Lines below starting with the line with "Target: tall evergreen tree" and going on through the line with "of the plant" must be output exactly; the rest of the records must be left out.
========================================================================
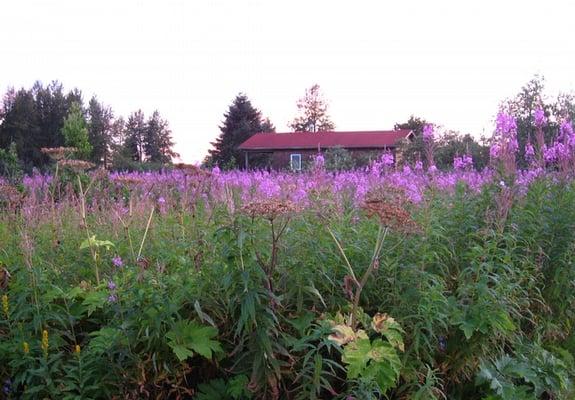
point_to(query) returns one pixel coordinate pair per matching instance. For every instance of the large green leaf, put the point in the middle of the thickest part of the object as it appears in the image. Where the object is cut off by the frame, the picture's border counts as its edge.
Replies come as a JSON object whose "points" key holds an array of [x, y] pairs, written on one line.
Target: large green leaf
{"points": [[188, 337]]}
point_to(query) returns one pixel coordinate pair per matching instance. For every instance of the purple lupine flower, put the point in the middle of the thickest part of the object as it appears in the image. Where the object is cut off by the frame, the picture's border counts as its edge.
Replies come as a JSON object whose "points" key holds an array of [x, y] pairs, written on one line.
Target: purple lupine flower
{"points": [[118, 262], [539, 117]]}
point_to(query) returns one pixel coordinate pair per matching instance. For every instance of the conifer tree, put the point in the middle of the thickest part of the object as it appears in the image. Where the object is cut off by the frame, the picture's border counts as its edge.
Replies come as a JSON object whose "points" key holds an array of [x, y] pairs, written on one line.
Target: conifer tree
{"points": [[75, 132], [241, 121]]}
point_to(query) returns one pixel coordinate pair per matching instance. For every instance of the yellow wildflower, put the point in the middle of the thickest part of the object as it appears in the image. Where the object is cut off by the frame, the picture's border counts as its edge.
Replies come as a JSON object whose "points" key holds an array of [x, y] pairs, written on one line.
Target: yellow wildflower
{"points": [[342, 334], [380, 322]]}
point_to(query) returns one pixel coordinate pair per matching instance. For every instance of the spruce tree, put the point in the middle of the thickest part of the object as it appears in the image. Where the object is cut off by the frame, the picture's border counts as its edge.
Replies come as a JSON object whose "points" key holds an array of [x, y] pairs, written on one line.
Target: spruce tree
{"points": [[135, 132], [241, 121], [100, 131], [75, 132]]}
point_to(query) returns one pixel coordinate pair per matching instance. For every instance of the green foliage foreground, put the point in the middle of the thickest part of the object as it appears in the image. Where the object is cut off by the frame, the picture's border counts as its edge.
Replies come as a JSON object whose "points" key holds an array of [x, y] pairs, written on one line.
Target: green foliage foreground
{"points": [[218, 303]]}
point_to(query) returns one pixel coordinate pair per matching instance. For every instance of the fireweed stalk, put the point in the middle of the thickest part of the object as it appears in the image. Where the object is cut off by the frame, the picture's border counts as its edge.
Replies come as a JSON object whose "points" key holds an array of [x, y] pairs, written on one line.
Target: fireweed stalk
{"points": [[429, 143], [540, 122]]}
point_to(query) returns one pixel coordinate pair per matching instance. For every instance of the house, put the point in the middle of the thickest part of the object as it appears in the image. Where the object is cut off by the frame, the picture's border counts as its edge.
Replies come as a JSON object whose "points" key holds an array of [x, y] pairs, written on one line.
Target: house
{"points": [[292, 150]]}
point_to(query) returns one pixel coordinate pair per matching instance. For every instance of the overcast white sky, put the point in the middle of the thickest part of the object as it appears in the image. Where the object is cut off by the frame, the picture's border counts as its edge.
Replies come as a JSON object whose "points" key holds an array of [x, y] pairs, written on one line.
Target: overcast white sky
{"points": [[377, 62]]}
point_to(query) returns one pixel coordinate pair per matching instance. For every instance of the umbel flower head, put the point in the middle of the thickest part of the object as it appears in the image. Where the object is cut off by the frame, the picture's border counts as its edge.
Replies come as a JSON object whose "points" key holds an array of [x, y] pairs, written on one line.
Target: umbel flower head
{"points": [[76, 165], [269, 208], [58, 153], [388, 207]]}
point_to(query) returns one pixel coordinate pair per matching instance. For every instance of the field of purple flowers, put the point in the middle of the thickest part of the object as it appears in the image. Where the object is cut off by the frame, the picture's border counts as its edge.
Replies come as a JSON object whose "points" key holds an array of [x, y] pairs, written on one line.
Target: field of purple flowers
{"points": [[401, 282]]}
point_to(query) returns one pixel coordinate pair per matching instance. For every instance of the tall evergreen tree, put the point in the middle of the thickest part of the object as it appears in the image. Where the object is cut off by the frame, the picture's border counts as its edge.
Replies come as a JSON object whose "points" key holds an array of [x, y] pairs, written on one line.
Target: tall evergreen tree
{"points": [[241, 121], [20, 126], [312, 109], [75, 132], [100, 131], [135, 132]]}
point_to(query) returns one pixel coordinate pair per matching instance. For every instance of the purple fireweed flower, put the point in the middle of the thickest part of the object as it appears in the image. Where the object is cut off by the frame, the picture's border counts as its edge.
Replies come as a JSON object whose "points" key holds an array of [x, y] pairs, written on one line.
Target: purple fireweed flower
{"points": [[550, 154], [463, 162], [539, 117], [387, 159], [529, 150], [494, 150], [505, 124], [566, 130], [118, 262], [428, 132], [319, 161]]}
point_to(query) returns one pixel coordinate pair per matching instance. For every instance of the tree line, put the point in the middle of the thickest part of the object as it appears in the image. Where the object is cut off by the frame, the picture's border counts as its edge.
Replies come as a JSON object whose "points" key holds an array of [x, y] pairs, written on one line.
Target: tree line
{"points": [[243, 120], [46, 116]]}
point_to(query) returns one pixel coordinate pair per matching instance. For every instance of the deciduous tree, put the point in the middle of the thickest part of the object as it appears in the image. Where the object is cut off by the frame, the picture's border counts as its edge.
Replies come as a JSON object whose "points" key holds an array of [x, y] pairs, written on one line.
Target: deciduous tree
{"points": [[312, 113]]}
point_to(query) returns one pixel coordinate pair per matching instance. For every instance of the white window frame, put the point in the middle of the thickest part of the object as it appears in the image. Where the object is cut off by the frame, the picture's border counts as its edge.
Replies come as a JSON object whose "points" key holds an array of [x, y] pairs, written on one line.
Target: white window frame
{"points": [[293, 158]]}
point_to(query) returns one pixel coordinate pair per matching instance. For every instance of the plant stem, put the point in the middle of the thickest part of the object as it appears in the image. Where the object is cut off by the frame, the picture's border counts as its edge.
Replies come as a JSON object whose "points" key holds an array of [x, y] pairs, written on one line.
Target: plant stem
{"points": [[382, 233], [85, 223]]}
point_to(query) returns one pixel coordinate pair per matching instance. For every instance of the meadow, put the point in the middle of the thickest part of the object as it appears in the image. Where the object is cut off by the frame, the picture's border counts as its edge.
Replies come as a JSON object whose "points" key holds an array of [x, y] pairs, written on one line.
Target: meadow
{"points": [[398, 283]]}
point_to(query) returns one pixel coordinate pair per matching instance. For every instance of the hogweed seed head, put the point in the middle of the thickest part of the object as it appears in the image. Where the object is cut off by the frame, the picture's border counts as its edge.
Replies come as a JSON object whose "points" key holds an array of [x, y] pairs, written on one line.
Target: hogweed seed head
{"points": [[5, 305], [269, 209], [45, 342]]}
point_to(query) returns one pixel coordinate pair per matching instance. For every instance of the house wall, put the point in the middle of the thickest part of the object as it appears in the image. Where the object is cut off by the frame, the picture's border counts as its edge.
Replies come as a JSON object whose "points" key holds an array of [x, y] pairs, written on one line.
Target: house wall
{"points": [[280, 159]]}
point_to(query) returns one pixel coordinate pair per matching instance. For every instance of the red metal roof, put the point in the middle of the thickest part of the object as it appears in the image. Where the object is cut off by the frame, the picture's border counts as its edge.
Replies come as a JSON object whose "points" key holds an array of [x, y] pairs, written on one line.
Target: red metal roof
{"points": [[308, 140]]}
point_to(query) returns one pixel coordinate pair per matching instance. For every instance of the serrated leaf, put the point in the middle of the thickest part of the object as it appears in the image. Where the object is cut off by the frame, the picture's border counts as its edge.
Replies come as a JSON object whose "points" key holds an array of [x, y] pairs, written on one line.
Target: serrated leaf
{"points": [[194, 338], [356, 354]]}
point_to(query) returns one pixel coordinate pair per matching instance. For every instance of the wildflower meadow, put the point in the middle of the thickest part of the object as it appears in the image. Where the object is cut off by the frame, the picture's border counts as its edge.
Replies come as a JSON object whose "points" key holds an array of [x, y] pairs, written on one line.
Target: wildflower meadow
{"points": [[388, 282]]}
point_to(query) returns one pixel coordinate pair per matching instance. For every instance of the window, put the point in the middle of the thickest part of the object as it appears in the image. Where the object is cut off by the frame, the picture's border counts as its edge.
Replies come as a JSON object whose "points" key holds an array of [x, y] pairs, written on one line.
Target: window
{"points": [[295, 162]]}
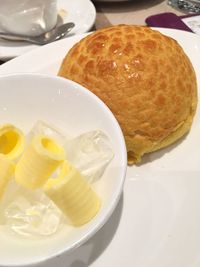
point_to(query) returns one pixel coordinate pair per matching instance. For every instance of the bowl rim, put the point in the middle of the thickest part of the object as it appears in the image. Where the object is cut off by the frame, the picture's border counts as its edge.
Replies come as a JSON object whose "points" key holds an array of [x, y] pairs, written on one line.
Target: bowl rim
{"points": [[109, 210]]}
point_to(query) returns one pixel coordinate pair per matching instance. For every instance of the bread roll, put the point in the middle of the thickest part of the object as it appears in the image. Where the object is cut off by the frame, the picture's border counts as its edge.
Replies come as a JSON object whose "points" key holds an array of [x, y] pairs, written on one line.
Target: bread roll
{"points": [[144, 77]]}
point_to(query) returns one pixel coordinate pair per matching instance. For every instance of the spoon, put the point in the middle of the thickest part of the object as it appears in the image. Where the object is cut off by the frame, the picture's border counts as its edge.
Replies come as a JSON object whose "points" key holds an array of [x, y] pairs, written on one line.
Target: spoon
{"points": [[44, 38]]}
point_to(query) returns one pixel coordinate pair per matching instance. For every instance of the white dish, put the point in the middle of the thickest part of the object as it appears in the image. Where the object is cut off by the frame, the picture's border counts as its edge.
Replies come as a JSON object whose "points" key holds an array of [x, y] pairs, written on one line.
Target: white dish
{"points": [[73, 109], [81, 12], [157, 221]]}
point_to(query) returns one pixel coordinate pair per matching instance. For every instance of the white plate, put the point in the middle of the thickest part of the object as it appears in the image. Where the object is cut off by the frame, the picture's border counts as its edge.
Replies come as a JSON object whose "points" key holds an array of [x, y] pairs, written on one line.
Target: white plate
{"points": [[81, 12], [157, 221]]}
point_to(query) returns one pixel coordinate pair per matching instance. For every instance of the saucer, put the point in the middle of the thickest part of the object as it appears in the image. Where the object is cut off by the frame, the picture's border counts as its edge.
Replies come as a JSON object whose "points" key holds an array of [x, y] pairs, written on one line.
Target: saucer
{"points": [[81, 12]]}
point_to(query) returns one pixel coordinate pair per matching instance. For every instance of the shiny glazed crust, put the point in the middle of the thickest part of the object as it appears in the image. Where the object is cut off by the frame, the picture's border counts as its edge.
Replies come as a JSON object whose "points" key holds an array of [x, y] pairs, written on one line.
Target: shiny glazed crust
{"points": [[144, 77]]}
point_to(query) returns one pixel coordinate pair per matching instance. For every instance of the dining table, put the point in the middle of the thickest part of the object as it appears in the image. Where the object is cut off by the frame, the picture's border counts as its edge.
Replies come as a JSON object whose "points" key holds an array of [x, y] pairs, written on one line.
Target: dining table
{"points": [[149, 227]]}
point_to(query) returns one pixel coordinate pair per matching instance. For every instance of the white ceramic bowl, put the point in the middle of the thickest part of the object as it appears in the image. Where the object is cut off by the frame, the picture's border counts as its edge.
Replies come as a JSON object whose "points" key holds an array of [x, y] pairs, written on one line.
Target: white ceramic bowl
{"points": [[26, 98]]}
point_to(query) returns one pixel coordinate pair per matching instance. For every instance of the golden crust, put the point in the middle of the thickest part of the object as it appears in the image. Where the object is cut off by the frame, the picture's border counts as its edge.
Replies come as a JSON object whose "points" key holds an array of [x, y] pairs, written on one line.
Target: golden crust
{"points": [[144, 77]]}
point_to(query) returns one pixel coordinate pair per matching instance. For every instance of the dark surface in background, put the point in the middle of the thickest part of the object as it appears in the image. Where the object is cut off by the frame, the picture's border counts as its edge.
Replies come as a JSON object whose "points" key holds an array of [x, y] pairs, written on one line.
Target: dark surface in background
{"points": [[125, 6]]}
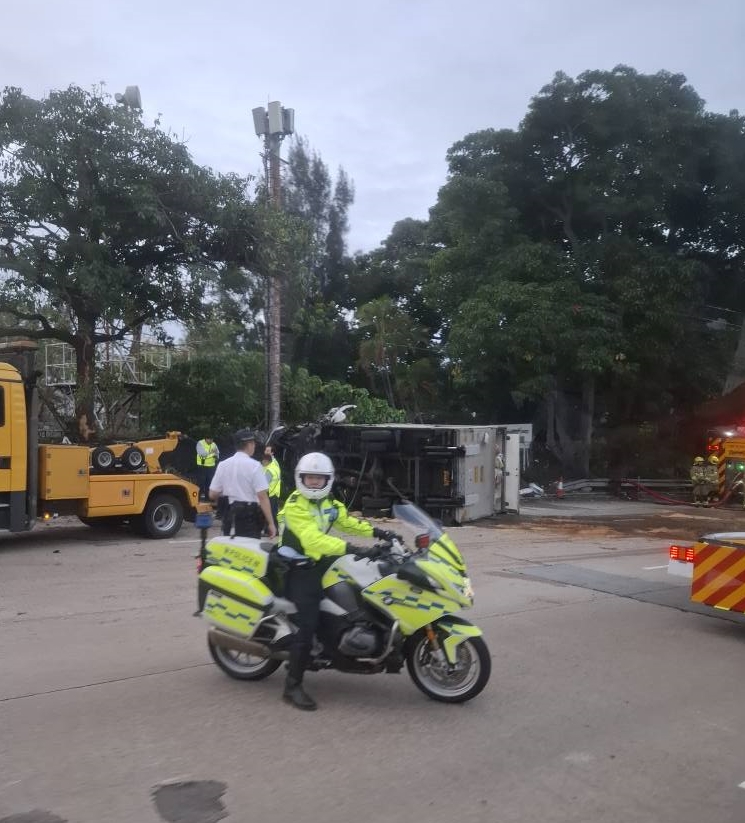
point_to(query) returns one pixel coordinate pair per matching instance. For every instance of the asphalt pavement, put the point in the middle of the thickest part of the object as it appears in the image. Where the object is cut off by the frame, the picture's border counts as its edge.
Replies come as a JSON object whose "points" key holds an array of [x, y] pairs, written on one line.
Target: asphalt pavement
{"points": [[611, 699]]}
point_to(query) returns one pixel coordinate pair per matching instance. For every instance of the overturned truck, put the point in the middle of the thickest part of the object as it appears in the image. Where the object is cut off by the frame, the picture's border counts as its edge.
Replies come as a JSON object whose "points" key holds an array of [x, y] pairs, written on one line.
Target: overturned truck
{"points": [[455, 473]]}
========================================================================
*Answer area*.
Target: tall evergreen tree
{"points": [[241, 121], [20, 126], [312, 109], [75, 132], [100, 131], [135, 132]]}
point_to(query) returns one pixel coordinate pair per matching instance. For every instance of the purple fireweed flower, put the point in the middle of the thickest part of the object as it appears in the image. Where the object is cut off by the frame, the picture's border counts as its edge.
Replies come as a JSON object whose "points" key holds an array of [x, y] pairs, written on one line.
Target: purple fireweed flower
{"points": [[550, 154], [463, 162], [539, 117], [387, 159], [529, 150], [494, 150], [505, 124], [566, 130], [118, 262], [428, 132], [319, 161]]}
point_to(query) returns one pixel coordinate pair per matching instance. For every instance of the tree line, put the point in the middle of the thickest part of the object as it appears in the image. Where the object is cut off by the frame, the picture's border counts as its edge.
Replies come as a JSON object whose "points" key holds an array of [x, y] pairs, written on one line.
Target: tree line
{"points": [[243, 120], [46, 116]]}
point_to(query) returns one pixel coordinate pair per matching instance. For every instance of the deciduous tree, put the point in the middle of the thickest part of the object as it appears in the image. Where the object is cut off by the frame, the picture's border counts as its edge.
Replies come as a JSON object whose "points" key holds an array of [x, y] pairs, written on one line.
Target: deciduous tree
{"points": [[312, 113]]}
point_to(query) returns one pixel coordinate pair per matching instance. For every instance of the white window frame, put the point in the middle of the thickest part of the object as it appears in the image. Where the object is cut off by the frame, the picture's border counts as its edge.
Replies come as a JSON object whose "points" key holds an array of [x, y] pairs, written on one line.
Target: white window frame
{"points": [[293, 158]]}
point_to(query) returns one pixel coordinate pair per matching instance. For every instance of the plant stem, put the point in the middle of the thickest part of the object as it appears in the image. Where the object is cut off by the frame, the picture's border counts as its edge.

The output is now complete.